Response Processing

This document explains how Sling processes API responses, including format handling, record extraction, and data transformations.

Response Flow Overview

Response Formats

Sling can automatically handle multiple response formats based on the API's Content-Type header or explicit configuration.

Automatic Format Detection

By default, Sling detects the format from the Content-Type response header:

Content-Type Header

Format Detected

Processing

application/json

JSON

Direct JSON parsing

application/xml or text/xml

XML

Converted to JSON structure

text/csv

CSV

Converted to JSON records

Others

JSON (default)

Attempts JSON parsing

Explicit Format Configuration

You can override automatic detection by specifying the format explicitly:

response:
  format: json  # Force format interpretation
  records:
    jmespath: "data[]"

Supported format values:

json - Standard JSON response
csv - Comma-separated values
xml - XML response
jsonl or jsonlines - JSON Lines (one JSON object per line)
------
◆ Given request 1: Extract every row that contains the string "brown".
The response processing document and the rows have no connection to each other.

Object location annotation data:
------
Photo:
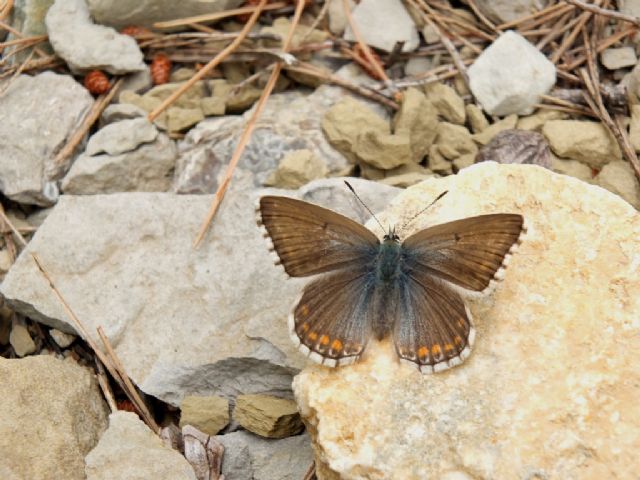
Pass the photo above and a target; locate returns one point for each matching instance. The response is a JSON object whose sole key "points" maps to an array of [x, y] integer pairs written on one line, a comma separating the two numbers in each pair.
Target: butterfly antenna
{"points": [[423, 210], [364, 205]]}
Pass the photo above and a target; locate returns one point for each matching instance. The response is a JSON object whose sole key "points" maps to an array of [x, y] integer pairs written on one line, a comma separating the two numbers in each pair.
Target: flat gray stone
{"points": [[249, 457], [28, 19], [39, 114], [210, 321], [148, 168], [121, 137], [121, 13], [85, 45], [129, 450], [510, 75], [502, 11], [383, 23], [53, 414], [290, 121]]}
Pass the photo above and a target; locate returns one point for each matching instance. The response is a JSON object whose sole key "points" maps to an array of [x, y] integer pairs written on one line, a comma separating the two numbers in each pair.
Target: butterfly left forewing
{"points": [[309, 239], [469, 252], [432, 329]]}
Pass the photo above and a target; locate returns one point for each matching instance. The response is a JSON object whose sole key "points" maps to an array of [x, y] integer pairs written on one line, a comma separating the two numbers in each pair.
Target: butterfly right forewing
{"points": [[468, 252]]}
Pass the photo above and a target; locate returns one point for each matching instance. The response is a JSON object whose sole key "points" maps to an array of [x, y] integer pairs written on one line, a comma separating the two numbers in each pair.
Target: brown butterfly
{"points": [[367, 287]]}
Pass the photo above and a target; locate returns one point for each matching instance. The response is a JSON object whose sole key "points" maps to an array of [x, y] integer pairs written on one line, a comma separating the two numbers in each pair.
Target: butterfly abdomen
{"points": [[388, 265]]}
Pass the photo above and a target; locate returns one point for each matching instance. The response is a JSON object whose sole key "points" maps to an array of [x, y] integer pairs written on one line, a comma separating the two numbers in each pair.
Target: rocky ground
{"points": [[143, 328]]}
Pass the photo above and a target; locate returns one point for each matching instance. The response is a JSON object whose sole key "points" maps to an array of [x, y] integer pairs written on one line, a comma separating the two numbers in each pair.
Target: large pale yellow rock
{"points": [[417, 119], [585, 141], [297, 168], [208, 414], [346, 120], [268, 416], [552, 384]]}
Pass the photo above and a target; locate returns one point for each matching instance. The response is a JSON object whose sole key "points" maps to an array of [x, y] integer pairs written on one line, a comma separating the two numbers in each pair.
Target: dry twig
{"points": [[211, 65], [214, 17], [106, 361], [246, 134], [373, 62], [424, 9], [590, 7], [61, 162]]}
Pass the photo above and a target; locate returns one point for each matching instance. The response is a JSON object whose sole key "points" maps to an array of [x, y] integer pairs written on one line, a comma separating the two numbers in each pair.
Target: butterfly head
{"points": [[392, 236]]}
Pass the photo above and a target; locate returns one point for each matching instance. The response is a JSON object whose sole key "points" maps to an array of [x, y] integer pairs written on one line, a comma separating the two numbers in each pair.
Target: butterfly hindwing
{"points": [[468, 252], [332, 321], [433, 327], [310, 239]]}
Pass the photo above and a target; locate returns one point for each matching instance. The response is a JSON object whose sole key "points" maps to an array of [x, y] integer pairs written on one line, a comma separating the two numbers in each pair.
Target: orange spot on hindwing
{"points": [[423, 353]]}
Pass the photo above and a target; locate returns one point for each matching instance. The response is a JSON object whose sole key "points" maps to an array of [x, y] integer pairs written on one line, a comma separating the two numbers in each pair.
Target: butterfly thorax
{"points": [[388, 260]]}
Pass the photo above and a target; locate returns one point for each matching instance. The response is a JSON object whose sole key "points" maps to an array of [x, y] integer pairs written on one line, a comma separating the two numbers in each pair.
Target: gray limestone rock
{"points": [[289, 122], [121, 137], [184, 321], [121, 13], [383, 23], [39, 114], [510, 75], [53, 414], [249, 457], [129, 450], [148, 168], [85, 45]]}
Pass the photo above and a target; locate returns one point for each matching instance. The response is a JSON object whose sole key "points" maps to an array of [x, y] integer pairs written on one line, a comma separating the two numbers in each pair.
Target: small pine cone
{"points": [[160, 69], [96, 82], [139, 33], [126, 405]]}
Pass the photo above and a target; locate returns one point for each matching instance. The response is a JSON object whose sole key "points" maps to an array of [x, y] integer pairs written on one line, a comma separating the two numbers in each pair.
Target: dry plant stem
{"points": [[101, 356], [309, 69], [103, 381], [422, 7], [606, 43], [440, 26], [212, 17], [533, 16], [559, 27], [569, 39], [201, 28], [130, 388], [7, 222], [246, 134], [310, 474], [604, 12], [63, 157], [211, 65], [592, 82], [575, 108], [316, 22], [373, 63], [460, 23], [546, 19], [6, 9], [488, 23], [20, 41]]}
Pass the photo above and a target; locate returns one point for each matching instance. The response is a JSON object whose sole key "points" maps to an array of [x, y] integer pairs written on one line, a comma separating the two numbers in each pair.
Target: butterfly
{"points": [[366, 288]]}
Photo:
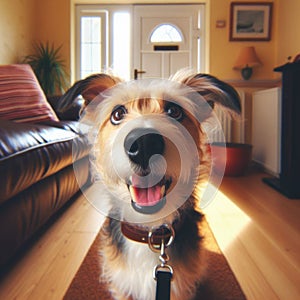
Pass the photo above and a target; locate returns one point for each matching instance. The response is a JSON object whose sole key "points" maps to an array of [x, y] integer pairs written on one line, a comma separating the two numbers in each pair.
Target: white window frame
{"points": [[106, 13]]}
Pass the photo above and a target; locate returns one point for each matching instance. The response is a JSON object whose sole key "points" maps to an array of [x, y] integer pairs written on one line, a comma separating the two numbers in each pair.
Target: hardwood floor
{"points": [[257, 229]]}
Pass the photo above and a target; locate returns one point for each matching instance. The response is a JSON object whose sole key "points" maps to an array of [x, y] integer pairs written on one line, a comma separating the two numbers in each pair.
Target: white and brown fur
{"points": [[128, 265]]}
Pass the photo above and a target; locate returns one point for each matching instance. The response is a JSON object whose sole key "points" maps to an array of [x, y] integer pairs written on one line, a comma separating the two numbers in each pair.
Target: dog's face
{"points": [[150, 146]]}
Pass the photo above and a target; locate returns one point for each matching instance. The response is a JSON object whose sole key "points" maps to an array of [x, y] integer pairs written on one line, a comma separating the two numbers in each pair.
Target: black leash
{"points": [[162, 273], [163, 285]]}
------
◆ Given request 2: Write out the entire response processing document verbatim.

◆ Correct answer 1:
Target: brown butterfly
Target: white and brown fur

◆ Correct answer 2:
Response Processing

This document explains how Sling processes API responses, including format handling, record extraction, and data transformations.

Response Flow Overview

Response Formats

Sling can automatically handle multiple response formats based on the API's Content-Type header or explicit configuration.

Automatic Format Detection

By default, Sling detects the format from the Content-Type response header:

Content-Type Header

Format Detected

Processing

application/json

JSON

Direct JSON parsing

application/xml or text/xml

XML

Converted to JSON structure

text/csv

CSV

Converted to JSON records

Others

JSON (default)

Attempts JSON parsing

Explicit Format Configuration

You can override automatic detection by specifying the format explicitly:

response:
  format: json  # Force format interpretation
  records:
    jmespath: "data[]"

Supported format values:

json - Standard JSON response
csv - Comma-separated values
xml - XML response
jsonl or jsonlines - JSON Lines (one JSON object per line)